**How to complete this task**
From the line containing "Indicate the distant" down to the last line of the listing, quote everything word for word, and nothing else, keeping pictures out.

-------- Data for processing --------

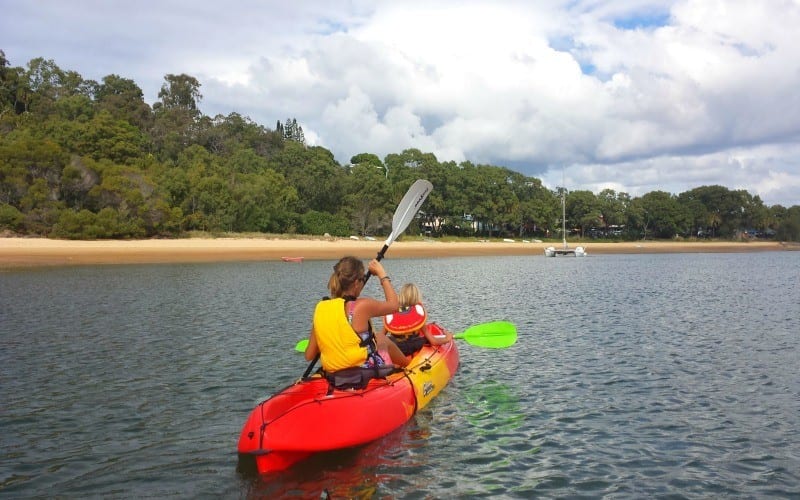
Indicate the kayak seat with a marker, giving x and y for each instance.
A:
(357, 377)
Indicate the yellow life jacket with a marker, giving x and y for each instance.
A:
(339, 345)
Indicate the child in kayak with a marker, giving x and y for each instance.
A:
(341, 332)
(407, 327)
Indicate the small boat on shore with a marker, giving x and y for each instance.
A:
(312, 416)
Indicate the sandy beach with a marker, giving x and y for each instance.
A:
(32, 252)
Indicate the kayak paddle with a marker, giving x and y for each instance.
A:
(494, 335)
(403, 215)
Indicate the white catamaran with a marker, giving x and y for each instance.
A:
(553, 251)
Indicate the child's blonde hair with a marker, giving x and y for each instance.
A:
(409, 295)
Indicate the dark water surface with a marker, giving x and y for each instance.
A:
(634, 376)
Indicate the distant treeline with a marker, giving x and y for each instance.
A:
(85, 159)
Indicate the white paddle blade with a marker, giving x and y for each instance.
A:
(408, 207)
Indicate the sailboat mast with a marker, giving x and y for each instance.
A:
(564, 217)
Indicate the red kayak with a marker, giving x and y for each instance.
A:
(308, 416)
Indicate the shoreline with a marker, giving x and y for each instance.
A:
(37, 252)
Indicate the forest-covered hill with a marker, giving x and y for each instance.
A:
(86, 159)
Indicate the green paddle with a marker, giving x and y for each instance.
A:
(494, 335)
(403, 215)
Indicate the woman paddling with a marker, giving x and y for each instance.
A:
(341, 332)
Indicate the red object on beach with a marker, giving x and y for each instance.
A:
(309, 417)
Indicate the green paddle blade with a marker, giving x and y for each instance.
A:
(494, 335)
(301, 346)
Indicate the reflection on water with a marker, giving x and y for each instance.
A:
(633, 376)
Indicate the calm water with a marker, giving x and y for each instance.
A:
(634, 376)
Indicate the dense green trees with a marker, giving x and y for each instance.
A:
(82, 159)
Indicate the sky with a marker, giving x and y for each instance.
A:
(630, 95)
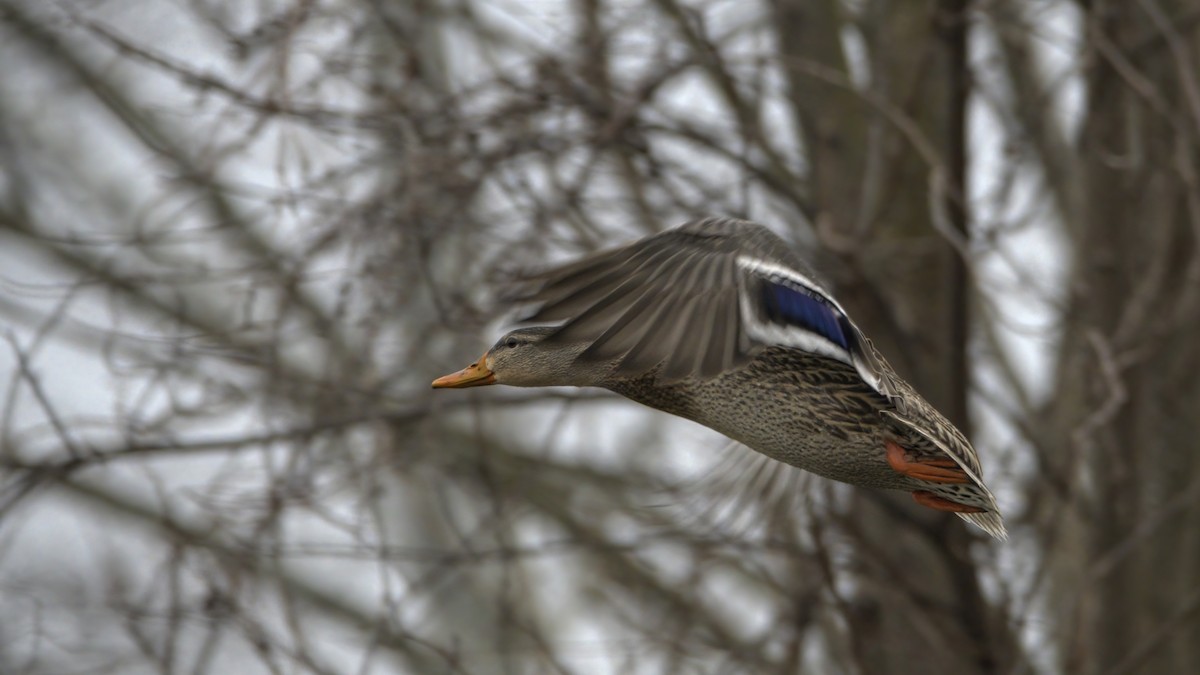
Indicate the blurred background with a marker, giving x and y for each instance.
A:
(239, 239)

--------

**Expected output**
Indicate the distant treeline with a marker, giving x and y for each instance.
A:
(85, 159)
Indicate the white paddle blade with a marker, giving x and y for each instance.
A:
(408, 207)
Indicate the sailboat mast with a marker, giving x and y for each instance.
A:
(564, 217)
Indicate the red kayak with a marker, giving x and y for each instance.
A:
(308, 416)
Indicate the shoreline with a marker, giving x and y for each instance.
A:
(37, 252)
Indicate the forest-covered hill with a marker, giving x and y for each instance.
A:
(86, 159)
Indicate the green paddle with a marker, giving x and y for each instance.
A:
(494, 335)
(403, 215)
Indicate the woman paddling with a marker, giving x and y for each instance.
A:
(341, 332)
Indicate the red object on beach with a marker, giving x and y for each instance.
A:
(309, 417)
Indicate the green paddle blade with a marker, giving x and y for each instance.
A:
(494, 335)
(301, 346)
Indicate the reflection on water with a marker, giving x and y for each instance.
A:
(633, 376)
Indicate the calm water with a marker, giving x and y for each instance.
A:
(634, 376)
Indicate the dense green trees with a marker, giving x and y for each instance.
A:
(82, 159)
Indicate the sky with a marker, giving x and y for each instance.
A:
(630, 95)
Indicate the blurred background with a marker, giving x and y for each instance.
A:
(239, 239)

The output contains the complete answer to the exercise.